Wednesday, February 5, 2025
This poignant book on grief ultimately teaches gladness.
“Memorial Days: A Memoir” by Geraldine Brooks is a spectacular ode to grieving and an elegant homage to marriage. Three years after her husband, Anthony (Tony) Lander Horwitz, collapsed on a Washington, D.C., street at the age of 60, she was still reeling. Unable to accept what had happened to her “six-day-a-week gym rat …bursting with vitality,” she questioned the official cause of death: ventricular fibrillation.
She interviewed his doctors, and what one cardiologist told her could put all cardiologists out of business:
“I can give you a battery of tests, tell you all’s fine, and the warranty on that is the time it takes you to get to the parking lot, where you could drop dead from a heart attack.”
Then came the crush of bereavement — two heartsick sons, stunned in-laws, and unbelieving friends, plus the lawyers, accountants, insurance agents, and their incessant forms and reams of documents. Finally, Brooks called a time-out to reckon with the trauma of her husband’s death. She needed to be alone, to confront misery on her own terms, which meant wrapping herself in solitude.

**Information shown:**
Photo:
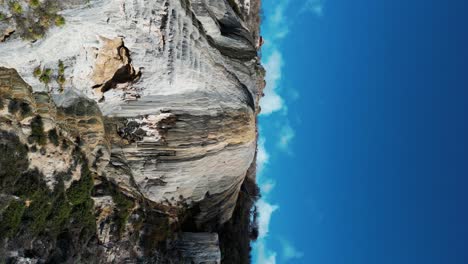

**Problems:**
A: Render the sentence "This poignant book on grief ultimately teaches gladness." from the book review in Spanish.
B: Rewrite the book review passage starting with "She interviewed his" and going on through "herself in solitude.", changing "lawyers" to "attorneys".

**Results in order:**
A: Este conmovedor libro sobre el duelo, en última instancia, enseña la alegría.

B:
She interviewed his doctors, and what one cardiologist told her could put all cardiologists out of business:
“I can give you a battery of tests, tell you all’s fine, and the warranty on that is the time it takes you to get to the parking lot, where you could drop dead from a heart attack.”
Then came the crush of bereavement — two heartsick sons, stunned in-laws, and unbelieving friends, plus the attorneys, accountants, insurance agents, and their incessant forms and reams of documents. Finally, Brooks called a time-out to reckon with the trauma of her husband’s death. She needed to be alone, to confront misery on her own terms, which meant wrapping herself in solitude.